WRITTEN TASK => Please copy the records from the line with "grey sky in the image above." up to and including the line with "64;42;70;58", reproducing each line verbatim.

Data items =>
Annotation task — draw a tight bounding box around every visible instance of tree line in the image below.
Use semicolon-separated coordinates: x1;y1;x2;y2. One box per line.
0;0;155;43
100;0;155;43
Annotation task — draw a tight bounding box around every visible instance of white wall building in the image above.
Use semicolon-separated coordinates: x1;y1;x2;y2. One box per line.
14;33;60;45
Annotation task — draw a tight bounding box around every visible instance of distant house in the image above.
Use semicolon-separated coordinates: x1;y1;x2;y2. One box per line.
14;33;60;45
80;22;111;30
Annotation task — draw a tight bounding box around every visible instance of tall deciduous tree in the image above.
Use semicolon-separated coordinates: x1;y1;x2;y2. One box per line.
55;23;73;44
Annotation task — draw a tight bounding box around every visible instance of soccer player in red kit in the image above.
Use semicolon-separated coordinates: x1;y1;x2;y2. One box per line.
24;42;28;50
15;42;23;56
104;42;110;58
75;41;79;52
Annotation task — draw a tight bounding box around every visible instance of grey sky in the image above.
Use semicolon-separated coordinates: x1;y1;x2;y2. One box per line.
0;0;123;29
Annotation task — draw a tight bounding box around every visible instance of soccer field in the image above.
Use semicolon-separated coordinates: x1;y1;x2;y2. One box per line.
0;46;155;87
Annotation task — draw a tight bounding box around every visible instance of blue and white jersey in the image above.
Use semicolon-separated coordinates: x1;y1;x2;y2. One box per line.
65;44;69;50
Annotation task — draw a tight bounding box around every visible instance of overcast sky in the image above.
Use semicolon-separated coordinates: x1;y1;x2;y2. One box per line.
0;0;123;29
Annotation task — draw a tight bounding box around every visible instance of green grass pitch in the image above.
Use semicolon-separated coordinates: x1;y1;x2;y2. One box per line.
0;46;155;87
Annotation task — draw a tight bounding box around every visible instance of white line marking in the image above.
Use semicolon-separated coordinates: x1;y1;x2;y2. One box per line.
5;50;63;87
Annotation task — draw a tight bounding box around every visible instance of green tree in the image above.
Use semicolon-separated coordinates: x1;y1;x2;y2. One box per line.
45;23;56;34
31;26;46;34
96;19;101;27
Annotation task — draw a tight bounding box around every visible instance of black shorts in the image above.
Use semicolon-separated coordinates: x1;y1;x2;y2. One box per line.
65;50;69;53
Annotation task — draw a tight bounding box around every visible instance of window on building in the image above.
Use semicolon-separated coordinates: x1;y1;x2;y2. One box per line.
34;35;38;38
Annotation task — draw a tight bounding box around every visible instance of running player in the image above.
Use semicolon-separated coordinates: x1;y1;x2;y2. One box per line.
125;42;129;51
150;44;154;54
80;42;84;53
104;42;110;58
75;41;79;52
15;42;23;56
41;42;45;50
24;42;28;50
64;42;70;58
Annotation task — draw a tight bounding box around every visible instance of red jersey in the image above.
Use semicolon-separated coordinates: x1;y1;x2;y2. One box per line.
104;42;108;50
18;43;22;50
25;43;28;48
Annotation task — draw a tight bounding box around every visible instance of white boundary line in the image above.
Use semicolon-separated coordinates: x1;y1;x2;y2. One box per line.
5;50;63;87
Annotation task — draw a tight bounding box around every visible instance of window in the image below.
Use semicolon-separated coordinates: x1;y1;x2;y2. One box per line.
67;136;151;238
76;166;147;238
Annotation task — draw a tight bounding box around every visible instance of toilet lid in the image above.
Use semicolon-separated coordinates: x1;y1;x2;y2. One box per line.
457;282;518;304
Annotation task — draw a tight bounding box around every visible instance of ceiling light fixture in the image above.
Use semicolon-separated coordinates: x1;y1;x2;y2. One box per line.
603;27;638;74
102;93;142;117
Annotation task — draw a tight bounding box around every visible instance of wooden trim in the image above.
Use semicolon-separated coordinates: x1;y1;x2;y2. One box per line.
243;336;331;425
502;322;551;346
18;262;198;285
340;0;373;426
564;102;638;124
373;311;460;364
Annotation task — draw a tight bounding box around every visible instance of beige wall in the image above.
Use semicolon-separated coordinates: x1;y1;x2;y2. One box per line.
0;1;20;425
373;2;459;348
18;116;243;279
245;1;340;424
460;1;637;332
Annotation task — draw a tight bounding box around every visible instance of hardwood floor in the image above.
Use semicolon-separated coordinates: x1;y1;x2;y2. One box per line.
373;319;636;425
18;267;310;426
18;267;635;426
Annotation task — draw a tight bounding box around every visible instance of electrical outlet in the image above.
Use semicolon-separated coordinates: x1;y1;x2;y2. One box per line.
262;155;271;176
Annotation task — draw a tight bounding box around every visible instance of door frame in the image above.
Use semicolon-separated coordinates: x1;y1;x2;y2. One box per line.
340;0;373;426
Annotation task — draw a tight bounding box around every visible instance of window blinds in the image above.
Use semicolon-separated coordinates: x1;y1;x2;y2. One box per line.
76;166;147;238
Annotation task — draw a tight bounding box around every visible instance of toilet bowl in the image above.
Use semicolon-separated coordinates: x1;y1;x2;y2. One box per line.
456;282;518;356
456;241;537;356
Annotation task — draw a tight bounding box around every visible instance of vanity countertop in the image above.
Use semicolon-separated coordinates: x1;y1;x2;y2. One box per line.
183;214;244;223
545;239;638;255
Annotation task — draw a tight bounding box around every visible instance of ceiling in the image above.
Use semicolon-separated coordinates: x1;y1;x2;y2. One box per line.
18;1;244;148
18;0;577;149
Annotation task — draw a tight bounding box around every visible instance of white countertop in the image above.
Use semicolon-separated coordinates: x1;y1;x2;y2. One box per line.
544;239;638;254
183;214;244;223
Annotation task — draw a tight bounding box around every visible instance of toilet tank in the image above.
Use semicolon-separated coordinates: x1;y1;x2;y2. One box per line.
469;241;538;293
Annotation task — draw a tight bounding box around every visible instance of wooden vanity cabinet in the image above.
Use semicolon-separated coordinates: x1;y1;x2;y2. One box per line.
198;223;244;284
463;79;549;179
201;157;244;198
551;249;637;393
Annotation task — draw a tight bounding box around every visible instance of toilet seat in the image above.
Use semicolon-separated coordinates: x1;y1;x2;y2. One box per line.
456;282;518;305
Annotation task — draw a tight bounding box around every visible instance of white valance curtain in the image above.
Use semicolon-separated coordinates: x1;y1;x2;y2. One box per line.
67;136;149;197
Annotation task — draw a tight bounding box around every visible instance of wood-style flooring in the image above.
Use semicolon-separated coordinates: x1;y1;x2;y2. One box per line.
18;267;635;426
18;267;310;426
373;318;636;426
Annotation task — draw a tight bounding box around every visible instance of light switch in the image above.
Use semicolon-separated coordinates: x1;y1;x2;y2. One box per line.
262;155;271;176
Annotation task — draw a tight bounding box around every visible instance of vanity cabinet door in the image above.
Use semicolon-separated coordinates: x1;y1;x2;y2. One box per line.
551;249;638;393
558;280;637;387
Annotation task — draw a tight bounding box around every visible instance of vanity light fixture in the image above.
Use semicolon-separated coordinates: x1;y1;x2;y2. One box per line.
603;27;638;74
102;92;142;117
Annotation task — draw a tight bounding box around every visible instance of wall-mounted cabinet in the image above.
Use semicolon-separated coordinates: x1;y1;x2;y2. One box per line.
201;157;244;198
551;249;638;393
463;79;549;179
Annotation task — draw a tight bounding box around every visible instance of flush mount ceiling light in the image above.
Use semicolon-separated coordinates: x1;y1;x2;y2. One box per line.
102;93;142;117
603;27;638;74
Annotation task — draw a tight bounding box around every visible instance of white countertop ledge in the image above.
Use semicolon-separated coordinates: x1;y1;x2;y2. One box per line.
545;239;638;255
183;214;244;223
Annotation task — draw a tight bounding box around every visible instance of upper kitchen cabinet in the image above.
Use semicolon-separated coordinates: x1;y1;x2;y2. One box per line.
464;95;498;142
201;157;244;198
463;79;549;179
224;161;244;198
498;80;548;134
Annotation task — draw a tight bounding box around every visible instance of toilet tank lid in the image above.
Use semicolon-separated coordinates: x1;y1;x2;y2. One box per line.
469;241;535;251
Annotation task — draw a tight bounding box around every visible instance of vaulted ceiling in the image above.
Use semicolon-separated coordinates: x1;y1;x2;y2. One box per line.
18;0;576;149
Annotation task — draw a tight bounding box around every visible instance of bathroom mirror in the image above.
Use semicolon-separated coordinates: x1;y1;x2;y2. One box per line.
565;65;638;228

RESULT =>
Annotation task — draw a tight bounding box around every visible instance of grey sky in the image above.
Use semicolon-separated coordinates: x1;y1;x2;y2. One box per line.
0;0;123;29
Annotation task — draw a tight bounding box around every visible instance of soccer field in the image above.
Use semicolon-separated coordinates: x1;y1;x2;y2. One box per line.
0;46;155;87
Annotation task — draw a tight bounding box around every visible instance of blue and white jersey in the image above.
Use semicolon-separated coordinates: x1;y1;x2;y2. One box per line.
65;44;69;50
Annotation task — draw a tight bounding box around every visible instance of overcast sky in the image above.
Use semicolon-separated coordinates: x1;y1;x2;y2. One box per line.
0;0;123;29
Annotation task — draw a tight bounding box around every visible instance of green grass pitch in the image above.
Use semicolon-separated coordinates: x1;y1;x2;y2. One box per line.
0;46;155;87
Annotation task — draw a tight bounding box around every visible instance of white line marking in the image above.
Use semicolon-separated coordinates: x1;y1;x2;y2. One box per line.
5;50;63;87
Annotation task — draw a tight bounding box around every visible instance of green tree in the image above.
Use semicolon-separated coordinates: x1;y1;x2;y2. One box per line.
45;23;56;34
31;26;46;34
96;19;101;27
Annotation task — draw a tight bounding box around every visible instance of black shorts in the image above.
Use semicolon-separated coordinates: x1;y1;x2;y2. One box per line.
65;50;69;53
Annotation task — draw a tight bounding box around every visible instance of window on building in the image above.
Use semicolon-separated coordinates: x1;y1;x2;y2. One box per line.
34;35;38;38
Annotation task — draw a tight bounding box around every visible instance of running player in the image above.
Use semicolon-separated coordinates: x1;y1;x2;y2. One box per line.
125;42;129;51
150;44;154;54
80;42;84;53
104;42;110;58
75;41;79;52
15;42;23;56
41;42;45;50
24;42;28;50
64;42;70;58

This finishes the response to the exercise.